INPUT DATA:
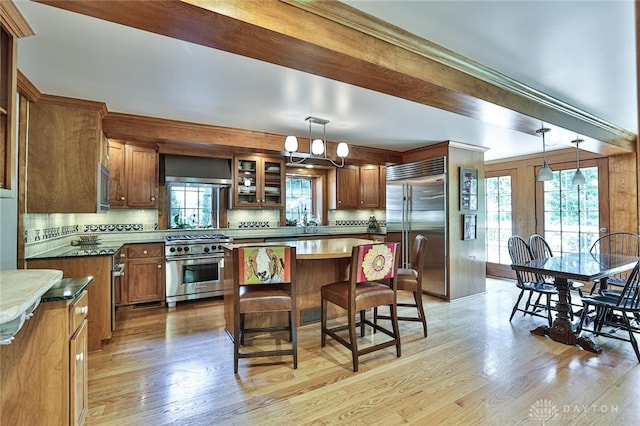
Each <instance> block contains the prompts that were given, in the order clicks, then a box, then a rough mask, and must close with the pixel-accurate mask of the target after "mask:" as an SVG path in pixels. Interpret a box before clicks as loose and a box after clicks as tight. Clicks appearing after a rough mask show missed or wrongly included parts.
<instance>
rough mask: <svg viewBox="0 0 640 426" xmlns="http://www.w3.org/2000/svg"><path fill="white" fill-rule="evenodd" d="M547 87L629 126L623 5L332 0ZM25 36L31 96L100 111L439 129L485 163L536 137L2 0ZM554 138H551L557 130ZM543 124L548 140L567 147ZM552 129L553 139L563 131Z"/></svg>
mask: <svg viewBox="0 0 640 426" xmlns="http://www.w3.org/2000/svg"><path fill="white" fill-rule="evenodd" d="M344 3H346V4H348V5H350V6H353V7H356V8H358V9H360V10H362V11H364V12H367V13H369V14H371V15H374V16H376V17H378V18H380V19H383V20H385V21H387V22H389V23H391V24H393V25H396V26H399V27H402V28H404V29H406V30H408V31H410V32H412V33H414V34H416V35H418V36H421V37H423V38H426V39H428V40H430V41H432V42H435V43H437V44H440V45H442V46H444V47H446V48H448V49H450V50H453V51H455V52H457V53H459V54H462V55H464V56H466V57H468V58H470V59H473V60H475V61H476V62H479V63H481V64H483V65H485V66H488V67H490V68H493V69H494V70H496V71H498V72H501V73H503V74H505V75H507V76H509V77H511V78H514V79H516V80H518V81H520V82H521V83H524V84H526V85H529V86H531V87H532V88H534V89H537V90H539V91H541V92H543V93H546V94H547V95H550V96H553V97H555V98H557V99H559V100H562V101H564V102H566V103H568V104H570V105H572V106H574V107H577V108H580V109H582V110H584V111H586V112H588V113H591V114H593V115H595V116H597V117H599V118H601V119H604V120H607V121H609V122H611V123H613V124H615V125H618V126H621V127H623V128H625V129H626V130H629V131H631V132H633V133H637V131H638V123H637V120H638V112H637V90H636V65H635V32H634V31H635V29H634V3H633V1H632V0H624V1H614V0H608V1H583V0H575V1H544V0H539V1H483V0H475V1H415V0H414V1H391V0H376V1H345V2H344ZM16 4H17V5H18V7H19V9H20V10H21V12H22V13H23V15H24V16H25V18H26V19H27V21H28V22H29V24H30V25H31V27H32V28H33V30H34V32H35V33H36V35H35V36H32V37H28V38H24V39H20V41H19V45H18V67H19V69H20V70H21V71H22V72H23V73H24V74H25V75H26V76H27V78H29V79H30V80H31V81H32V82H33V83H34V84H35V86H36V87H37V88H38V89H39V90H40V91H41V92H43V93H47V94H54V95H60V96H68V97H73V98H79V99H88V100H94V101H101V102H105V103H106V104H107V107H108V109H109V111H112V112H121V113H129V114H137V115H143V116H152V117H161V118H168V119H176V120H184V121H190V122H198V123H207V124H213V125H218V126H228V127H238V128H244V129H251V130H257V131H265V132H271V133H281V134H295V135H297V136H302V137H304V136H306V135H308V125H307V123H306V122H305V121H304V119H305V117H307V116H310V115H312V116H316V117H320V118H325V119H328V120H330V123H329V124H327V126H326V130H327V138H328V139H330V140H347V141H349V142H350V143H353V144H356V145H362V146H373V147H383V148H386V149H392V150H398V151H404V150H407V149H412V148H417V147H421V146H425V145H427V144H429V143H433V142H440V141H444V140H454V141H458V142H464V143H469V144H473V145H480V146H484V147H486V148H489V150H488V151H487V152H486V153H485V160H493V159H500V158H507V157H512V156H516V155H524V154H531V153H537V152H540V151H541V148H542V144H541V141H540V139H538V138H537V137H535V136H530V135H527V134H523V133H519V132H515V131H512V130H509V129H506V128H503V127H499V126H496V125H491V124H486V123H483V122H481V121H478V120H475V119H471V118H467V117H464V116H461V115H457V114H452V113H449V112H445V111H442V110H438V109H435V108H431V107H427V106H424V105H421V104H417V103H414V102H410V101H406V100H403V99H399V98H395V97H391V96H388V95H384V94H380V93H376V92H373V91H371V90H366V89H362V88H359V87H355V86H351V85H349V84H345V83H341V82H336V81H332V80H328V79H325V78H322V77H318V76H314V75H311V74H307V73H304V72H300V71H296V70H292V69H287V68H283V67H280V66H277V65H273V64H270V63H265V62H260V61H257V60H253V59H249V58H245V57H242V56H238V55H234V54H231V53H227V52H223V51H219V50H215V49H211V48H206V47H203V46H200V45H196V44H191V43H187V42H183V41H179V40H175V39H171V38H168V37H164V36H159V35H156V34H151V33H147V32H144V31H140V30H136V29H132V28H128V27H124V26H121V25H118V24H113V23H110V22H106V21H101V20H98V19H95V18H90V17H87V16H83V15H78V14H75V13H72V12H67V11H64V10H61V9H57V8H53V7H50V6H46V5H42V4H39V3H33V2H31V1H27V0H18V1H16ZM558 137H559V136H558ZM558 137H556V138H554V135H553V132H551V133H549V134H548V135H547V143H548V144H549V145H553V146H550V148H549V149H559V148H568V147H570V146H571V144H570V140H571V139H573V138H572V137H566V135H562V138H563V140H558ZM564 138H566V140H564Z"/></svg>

---

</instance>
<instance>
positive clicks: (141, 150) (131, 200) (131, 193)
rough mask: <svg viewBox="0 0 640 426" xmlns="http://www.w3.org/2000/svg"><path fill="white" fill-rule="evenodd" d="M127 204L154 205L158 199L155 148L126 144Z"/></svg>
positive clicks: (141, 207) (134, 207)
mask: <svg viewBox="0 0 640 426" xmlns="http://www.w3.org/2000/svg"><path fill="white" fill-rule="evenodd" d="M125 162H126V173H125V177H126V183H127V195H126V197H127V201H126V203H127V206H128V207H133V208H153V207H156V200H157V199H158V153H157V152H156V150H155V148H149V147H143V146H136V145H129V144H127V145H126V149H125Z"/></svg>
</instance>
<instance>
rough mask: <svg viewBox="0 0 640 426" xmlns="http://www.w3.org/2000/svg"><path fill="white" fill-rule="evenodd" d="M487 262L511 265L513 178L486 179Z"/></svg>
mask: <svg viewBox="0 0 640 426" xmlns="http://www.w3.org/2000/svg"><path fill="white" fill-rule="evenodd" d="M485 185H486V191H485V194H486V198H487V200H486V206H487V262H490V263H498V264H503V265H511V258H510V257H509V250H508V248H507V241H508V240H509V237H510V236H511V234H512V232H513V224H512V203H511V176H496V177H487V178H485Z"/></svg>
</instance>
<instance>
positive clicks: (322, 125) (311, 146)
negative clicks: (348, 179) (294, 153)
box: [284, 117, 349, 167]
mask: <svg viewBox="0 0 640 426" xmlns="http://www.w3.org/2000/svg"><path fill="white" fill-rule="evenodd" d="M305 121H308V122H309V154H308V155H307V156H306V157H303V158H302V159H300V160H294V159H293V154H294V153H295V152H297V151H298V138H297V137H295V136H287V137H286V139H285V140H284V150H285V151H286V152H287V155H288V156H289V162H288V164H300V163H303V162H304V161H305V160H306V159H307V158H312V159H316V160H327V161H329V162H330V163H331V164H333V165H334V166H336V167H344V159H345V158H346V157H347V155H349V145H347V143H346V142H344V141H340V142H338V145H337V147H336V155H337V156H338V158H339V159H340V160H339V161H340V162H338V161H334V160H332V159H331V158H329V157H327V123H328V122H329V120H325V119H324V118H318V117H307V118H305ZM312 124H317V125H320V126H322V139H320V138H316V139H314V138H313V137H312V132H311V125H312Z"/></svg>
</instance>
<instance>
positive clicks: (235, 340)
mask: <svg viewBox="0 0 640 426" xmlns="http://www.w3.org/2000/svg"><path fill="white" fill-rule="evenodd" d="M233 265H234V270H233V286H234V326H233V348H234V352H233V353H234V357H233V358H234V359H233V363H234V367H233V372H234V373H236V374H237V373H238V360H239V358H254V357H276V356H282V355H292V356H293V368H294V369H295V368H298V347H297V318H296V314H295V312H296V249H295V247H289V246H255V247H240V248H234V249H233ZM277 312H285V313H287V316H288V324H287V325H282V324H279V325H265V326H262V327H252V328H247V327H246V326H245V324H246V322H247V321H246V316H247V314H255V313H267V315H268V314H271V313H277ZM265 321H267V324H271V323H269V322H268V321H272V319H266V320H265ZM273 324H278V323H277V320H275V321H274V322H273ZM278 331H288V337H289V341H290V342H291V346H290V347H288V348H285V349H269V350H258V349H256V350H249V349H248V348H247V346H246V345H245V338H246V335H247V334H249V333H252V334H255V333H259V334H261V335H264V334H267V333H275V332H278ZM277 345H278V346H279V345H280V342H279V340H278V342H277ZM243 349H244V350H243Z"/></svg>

...

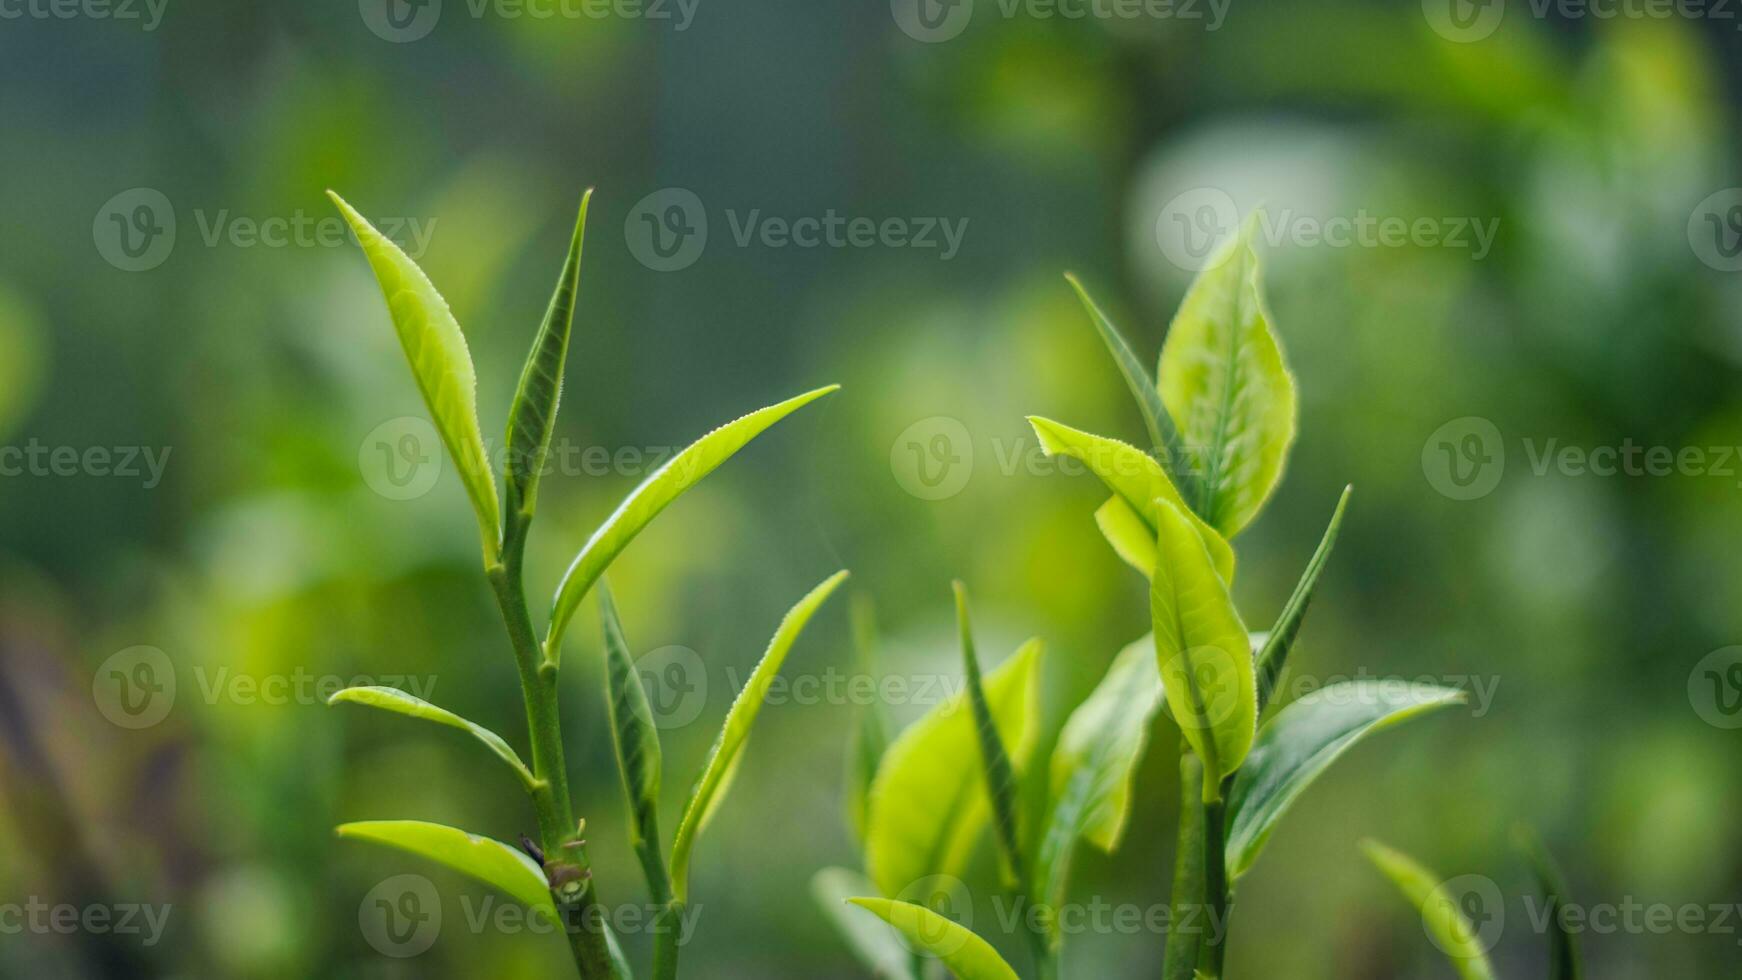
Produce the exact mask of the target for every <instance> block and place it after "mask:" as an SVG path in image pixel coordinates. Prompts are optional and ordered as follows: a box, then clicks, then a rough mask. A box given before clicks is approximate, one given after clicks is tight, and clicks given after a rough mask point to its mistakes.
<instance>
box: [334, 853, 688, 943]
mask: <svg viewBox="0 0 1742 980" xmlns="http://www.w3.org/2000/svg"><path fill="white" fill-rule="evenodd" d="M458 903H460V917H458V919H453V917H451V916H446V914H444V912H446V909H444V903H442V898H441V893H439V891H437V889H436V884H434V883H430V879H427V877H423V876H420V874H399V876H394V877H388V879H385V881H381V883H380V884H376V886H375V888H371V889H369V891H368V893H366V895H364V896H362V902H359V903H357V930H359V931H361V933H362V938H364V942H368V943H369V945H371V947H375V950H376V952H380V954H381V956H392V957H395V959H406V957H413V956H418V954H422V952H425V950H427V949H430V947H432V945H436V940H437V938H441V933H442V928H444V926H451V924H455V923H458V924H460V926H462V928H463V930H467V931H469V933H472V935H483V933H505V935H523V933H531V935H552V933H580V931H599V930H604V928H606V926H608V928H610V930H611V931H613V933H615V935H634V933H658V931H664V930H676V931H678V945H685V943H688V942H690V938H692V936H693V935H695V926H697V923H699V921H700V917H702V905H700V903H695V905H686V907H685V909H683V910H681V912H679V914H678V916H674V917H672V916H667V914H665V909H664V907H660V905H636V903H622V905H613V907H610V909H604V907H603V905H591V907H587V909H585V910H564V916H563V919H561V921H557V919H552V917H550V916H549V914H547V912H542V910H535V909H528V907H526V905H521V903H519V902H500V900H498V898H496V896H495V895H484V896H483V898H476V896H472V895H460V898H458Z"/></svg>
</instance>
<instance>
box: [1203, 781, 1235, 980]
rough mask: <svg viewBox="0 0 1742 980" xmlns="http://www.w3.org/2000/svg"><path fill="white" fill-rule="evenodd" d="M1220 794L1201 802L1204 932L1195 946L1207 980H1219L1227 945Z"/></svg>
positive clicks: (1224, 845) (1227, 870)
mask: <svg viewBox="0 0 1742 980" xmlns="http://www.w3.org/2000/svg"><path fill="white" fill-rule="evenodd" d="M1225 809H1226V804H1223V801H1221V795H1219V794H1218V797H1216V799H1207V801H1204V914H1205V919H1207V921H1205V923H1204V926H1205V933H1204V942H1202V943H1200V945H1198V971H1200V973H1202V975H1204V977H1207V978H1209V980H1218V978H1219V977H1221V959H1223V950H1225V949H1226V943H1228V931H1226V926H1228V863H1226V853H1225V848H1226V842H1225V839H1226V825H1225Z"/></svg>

WHAT TO WORK ON: Convert the part of the material that opens with the line containing "Each <instance> block" and closes with the line containing "87L629 126L623 5L332" into a JSON list of strings, one string per line. Leave out any blank lines.

TASK RESULT:
[
  "Each <instance> block contains the prompts that were given, in the order clicks, then a box, then a rough mask, and must close with the pixel-accurate mask of the target after \"mask:\" as an SVG path in pixels. Interpret a box before clicks as loose and a box after clicks as tight. Clicks appearing after a rough mask show missed or wrongly included parts.",
  "<instance>",
  "rough mask: <svg viewBox=\"0 0 640 426\" xmlns=\"http://www.w3.org/2000/svg\"><path fill=\"white\" fill-rule=\"evenodd\" d=\"M547 87L629 126L623 5L332 0ZM25 36L31 96L100 111L439 129L485 163L536 137L2 0ZM554 138H551L557 130ZM543 124L548 140L567 147ZM552 129L553 139L563 131Z\"/></svg>"
]